(Items from a dataset)

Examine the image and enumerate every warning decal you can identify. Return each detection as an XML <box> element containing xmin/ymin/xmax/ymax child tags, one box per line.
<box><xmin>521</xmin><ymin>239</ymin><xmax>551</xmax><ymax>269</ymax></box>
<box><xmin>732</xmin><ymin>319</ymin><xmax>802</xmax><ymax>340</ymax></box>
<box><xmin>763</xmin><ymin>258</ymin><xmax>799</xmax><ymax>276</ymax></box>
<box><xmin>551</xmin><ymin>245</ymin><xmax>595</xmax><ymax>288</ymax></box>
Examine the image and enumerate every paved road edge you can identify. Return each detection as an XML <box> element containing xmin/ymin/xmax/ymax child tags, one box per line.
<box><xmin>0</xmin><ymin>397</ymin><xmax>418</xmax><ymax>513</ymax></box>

__TO DO__:
Rewrite the rows, swapping "enumerate" for "list" wherever it occurs and leaving everything else untouched.

__ANSWER TO THE TASK__:
Examine the image and list every warning decal you can identify. Return each detection as an XML <box> element containing xmin/ymin/xmax/ymax child tags, one box per line.
<box><xmin>521</xmin><ymin>239</ymin><xmax>551</xmax><ymax>269</ymax></box>
<box><xmin>732</xmin><ymin>319</ymin><xmax>802</xmax><ymax>340</ymax></box>
<box><xmin>763</xmin><ymin>258</ymin><xmax>799</xmax><ymax>276</ymax></box>
<box><xmin>551</xmin><ymin>245</ymin><xmax>595</xmax><ymax>288</ymax></box>
Examine the image and list every paved road edge you can identify. Return each detection as an XML <box> element containing xmin/ymin/xmax/ymax child tags, one box per line.
<box><xmin>0</xmin><ymin>397</ymin><xmax>418</xmax><ymax>513</ymax></box>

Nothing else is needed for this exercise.